### WHAT THE EXERCISE ASKS
Reproduce every one of the entries below without changing a single character.

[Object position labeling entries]
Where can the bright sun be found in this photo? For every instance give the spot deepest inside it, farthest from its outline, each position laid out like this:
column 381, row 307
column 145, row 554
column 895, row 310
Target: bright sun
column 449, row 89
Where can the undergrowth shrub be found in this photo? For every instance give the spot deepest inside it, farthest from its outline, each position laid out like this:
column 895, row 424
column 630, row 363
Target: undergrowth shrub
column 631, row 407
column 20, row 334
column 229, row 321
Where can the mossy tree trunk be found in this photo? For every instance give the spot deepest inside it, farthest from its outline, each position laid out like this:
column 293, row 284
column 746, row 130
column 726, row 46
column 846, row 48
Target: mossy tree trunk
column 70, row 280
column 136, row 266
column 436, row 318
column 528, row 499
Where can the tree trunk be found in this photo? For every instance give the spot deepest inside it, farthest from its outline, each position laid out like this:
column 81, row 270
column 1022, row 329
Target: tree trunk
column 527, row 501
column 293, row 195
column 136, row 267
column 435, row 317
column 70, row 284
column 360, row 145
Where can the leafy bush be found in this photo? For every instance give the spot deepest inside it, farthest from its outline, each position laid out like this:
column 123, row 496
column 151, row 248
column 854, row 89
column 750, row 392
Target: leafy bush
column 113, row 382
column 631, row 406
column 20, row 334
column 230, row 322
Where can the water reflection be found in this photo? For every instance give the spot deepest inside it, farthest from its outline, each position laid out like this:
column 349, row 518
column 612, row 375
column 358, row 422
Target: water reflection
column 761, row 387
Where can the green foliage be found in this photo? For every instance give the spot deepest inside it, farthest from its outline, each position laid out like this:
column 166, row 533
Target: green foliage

### FULL RESPONSE
Where can the bright sun be found in this photo? For every instance give the spot deepest inside it, farthest from its outline, each position laid out like this:
column 381, row 307
column 145, row 554
column 895, row 310
Target: bright sun
column 449, row 89
Where can the undergrowth shrub be found in this photo? For every instance give the spot deepest inside it, farthest from its outline, each position laid out like this:
column 895, row 424
column 630, row 363
Target: undergrowth shrub
column 631, row 407
column 20, row 334
column 229, row 321
Where can the mossy tree trunk be found in this photo? For every instance give the spot deepest inside it, farthest from its outline, each position laid out like this:
column 293, row 284
column 746, row 130
column 726, row 46
column 846, row 48
Target: mossy tree trunk
column 70, row 280
column 136, row 266
column 436, row 318
column 528, row 499
Where can the tree trunk be found in this photo? For every instance give the spot deepest inside it, farthest from its outline, each position laid out like this:
column 81, row 270
column 1022, row 329
Target: tree trunk
column 527, row 501
column 293, row 195
column 136, row 267
column 435, row 317
column 70, row 284
column 360, row 145
Where can the leafy bush be found in this photo? For every instance give the spot deepest inside it, farthest from its outline, each position laid out like this:
column 123, row 496
column 151, row 248
column 854, row 89
column 750, row 392
Target: leafy bush
column 113, row 382
column 631, row 406
column 20, row 334
column 230, row 322
Where can the water reflection be found in this photo? For every instance give the spot deepest inside it, farthest from its outline, each position laid out like this:
column 349, row 518
column 612, row 375
column 358, row 422
Target: water reflection
column 761, row 387
Where can the green foliage be found in this photo? For every instance give the spot deepest inside it, farthest from its outline, each position laid out like this:
column 166, row 533
Target: green foliage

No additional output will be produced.